━━ Input rows

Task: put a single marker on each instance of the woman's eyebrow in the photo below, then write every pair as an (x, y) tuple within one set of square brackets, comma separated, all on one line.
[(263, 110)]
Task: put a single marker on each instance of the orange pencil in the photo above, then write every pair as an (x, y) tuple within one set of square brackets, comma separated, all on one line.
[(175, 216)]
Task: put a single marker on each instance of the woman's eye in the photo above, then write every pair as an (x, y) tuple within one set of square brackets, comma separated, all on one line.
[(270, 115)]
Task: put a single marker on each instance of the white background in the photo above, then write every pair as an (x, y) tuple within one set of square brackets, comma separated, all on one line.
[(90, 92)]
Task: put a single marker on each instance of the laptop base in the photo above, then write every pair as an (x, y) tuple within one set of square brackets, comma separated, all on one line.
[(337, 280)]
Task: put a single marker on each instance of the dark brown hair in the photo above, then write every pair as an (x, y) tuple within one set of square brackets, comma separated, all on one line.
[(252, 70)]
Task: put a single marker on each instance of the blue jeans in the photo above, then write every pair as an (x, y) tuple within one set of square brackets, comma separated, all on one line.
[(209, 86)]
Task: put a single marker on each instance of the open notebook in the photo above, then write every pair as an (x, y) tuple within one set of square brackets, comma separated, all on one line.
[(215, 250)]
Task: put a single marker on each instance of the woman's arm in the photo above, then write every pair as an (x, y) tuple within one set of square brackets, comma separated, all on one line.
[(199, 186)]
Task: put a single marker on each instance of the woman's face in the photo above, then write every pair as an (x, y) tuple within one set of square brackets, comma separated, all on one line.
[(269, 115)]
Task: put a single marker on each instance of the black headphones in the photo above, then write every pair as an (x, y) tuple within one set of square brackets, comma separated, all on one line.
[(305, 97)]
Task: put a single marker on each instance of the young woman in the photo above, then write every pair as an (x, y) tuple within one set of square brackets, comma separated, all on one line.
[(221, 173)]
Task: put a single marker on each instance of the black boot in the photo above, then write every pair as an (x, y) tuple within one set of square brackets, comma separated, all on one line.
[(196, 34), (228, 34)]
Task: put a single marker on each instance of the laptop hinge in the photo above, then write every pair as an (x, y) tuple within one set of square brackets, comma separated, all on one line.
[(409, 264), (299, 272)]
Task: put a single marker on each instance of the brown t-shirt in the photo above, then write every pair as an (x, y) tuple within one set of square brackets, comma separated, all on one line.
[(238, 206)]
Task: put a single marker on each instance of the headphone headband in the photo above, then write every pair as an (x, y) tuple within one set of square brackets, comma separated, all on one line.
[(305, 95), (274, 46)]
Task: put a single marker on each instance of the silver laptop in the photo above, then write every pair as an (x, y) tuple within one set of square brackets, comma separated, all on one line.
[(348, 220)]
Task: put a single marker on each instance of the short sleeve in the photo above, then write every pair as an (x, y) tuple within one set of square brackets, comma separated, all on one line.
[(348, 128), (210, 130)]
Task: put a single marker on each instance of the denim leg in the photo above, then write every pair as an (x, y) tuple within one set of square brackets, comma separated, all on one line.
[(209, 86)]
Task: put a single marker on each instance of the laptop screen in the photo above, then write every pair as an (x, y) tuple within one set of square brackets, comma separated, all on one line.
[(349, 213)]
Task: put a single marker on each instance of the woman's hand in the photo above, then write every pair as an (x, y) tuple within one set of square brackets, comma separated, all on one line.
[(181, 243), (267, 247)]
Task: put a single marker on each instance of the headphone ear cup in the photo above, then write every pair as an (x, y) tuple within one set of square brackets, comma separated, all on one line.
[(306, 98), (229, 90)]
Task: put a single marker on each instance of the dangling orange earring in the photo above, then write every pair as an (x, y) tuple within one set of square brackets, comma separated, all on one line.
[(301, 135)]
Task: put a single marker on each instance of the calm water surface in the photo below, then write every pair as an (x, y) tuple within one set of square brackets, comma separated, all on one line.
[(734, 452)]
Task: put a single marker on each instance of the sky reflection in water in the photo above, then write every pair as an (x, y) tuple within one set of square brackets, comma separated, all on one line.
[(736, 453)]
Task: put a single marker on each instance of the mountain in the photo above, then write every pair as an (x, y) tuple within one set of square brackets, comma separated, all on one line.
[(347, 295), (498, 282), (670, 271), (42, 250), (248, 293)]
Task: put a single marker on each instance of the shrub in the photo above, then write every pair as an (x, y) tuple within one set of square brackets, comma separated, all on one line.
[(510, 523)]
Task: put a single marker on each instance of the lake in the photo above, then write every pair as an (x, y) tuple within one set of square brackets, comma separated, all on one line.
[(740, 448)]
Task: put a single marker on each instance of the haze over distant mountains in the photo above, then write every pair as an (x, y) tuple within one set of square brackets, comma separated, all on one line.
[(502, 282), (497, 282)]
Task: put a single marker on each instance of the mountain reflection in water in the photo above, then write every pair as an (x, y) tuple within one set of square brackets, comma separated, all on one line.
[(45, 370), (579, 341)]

━━━━

## Task description:
Reproduce the material above with "single marker" changed to "single dot" at every occurrence, keeping everything else the same.

## Task output:
Task: put a single dot on each instance of the woman's eyebrow in the photo below, then write every pair as an (x, y) tuple within one set of square brackets, comma separated, all on one line.
[(263, 110)]
Task: put a single dot on each instance of the orange pencil in the photo above, then write every pair as an (x, y) tuple within one set of square brackets, comma separated, all on one line.
[(175, 216)]
Task: put a single dot on each instance of the woman's eye in the photo above, then write every pair as an (x, y) tuple within one set of square brackets, comma separated, all on one line.
[(270, 115)]
Task: put a single dot on each instance of the white background in the photo above, then write every pair as an (x, y) tuple within one set of square brackets, comma separated, all on one line.
[(90, 92)]
Task: put a single dot on each instance of the laptop base in the photo above, then write every pair as an (x, y) tuple within one set of square brackets, comma separated, all on one line.
[(337, 280)]
Task: put a single dot on each instance of the dark brown hair in the photo above, then write every pair as an (x, y) tuple within one set of square brackets, comma separated, all on one line.
[(252, 70)]
Task: put a single dot on each instance of the blue jeans in the photo above, then write every pair as an (x, y) tuple within one set of square brackets, comma separated, all on one line.
[(209, 86)]
Task: put a single dot on each instance of the open notebook in the photo above, then write every pair as an (x, y) tuple within one set of square brackets, comma separated, all on one line.
[(215, 250)]
Task: put a single dot on each instance of the woman's arm in the photo above, then write every pair as an (x, y) tuple within one set of square brackets, comma separated, all on one line.
[(199, 186)]
Task: put a single dot on each instance of the woman's face in the photo above, then write every pair as an (x, y) tuple within one set of square brackets, comma separated, all on one line.
[(269, 115)]
Task: put a single dot on each instance of the black headphones in the photo above, then write every pair as an (x, y) tuple within one set of square brackets, comma separated, all on one line.
[(305, 97)]
Task: put a single dot on each instance of the young woman in the photo above, then write every pair as an (x, y) tuple within one set of square brackets, comma separated, all on one line.
[(221, 173)]
Task: put a single dot on each instance of the black boot in the photo above, then write every pair as an (x, y) tuple within one set of square brackets, comma separated, all on one line.
[(196, 34), (228, 34)]
Task: put a single dot on each instance of the laptop hinge in the photo above, then write every pair as an (x, y) tuple within one set of square brackets, comma separated, all on one line.
[(409, 264), (299, 272)]
Task: put a single dot on each instance of the brown t-shirt in the photo above, then write every pair as an (x, y) tuple within one set of square brackets, comma separated, all on one line.
[(238, 206)]
Task: put a single dot on each instance of the headphone headband in the photo above, then write every pair as an (x, y) tuple within one set of square brackets, comma separated, all on one line.
[(305, 95), (274, 46)]
Task: put a single dot on each instance of the silver laptop in the photo above, then write every pair as an (x, y) tuple within one set of square brackets, comma separated, all on one line.
[(348, 220)]
Task: put a single dot on each instance of the short sleeve in the photo above, then write every pair as an (x, y) tuple within one set of square brackets, comma separated, all on one line.
[(348, 128), (210, 130)]
Task: put a single dot on each instance of the denim leg in the photo above, then write every pair as an (x, y) tuple within one set of square brackets, comma separated, all on one line.
[(209, 86)]
Task: put a single dot on each instance of the laptop screen in the photo above, then write every pair as an (x, y) tuple within one set of square brackets, comma separated, all on one line.
[(349, 213)]
Task: put a single dot on each instance of the woman's hand in the photo above, then write every pair as an (x, y) tuple within one set of square brackets, comma separated, all on one line.
[(181, 243), (267, 247)]
Task: put a single dot on each instance of the headphone ear cup in the photo above, then write every pair as an (x, y) tuple within one set of square brackets, comma separated, all on one line.
[(306, 98), (229, 90)]
Task: put a single dot on each instance of the dangling orange earring in the photo above, then write every pair as an (x, y) tuple within one set of square brackets, comma separated, all on one line.
[(301, 135)]
Task: put a single dot on each instance of the calm water surface in the photo below, then write every pair as an (x, y) tuple within one set of square brackets, comma separated, all on one line.
[(734, 452)]
Task: put a single dot on each instance of the sky reflection in water in the photo above, then write every pair as an (x, y) tuple within one set of square brackets, comma separated, all on one line.
[(736, 453)]
Task: put a single dot on each instance of the mountain in the photo above, then write every pair as an (x, y) tuple within one set of square brackets, comma separated, all on one line.
[(347, 295), (498, 282), (670, 271), (42, 250), (248, 293)]
Task: put a single dot on each instance of the shrub in the photo above, then write every pair as an (x, y) tuple within one set of square brackets, comma separated, all on one line.
[(510, 523)]
Task: put a single dot on each instance of the lake in the photo above, then write every pair as an (x, y) tuple within one set of square brackets, comma separated, all on one line.
[(740, 448)]
Task: put a single dot on each instance of the haze over distant mountains in the photo above, then write every pair as an (x, y) tuple within one set of square brackets, comma separated, all on one line.
[(502, 282), (497, 282)]
Task: put a single dot on each instance of the mountain reflection in water in the photo above, then write every pair as an (x, y) tuple within one set of square brackets, comma separated, all on one line.
[(45, 370), (579, 341)]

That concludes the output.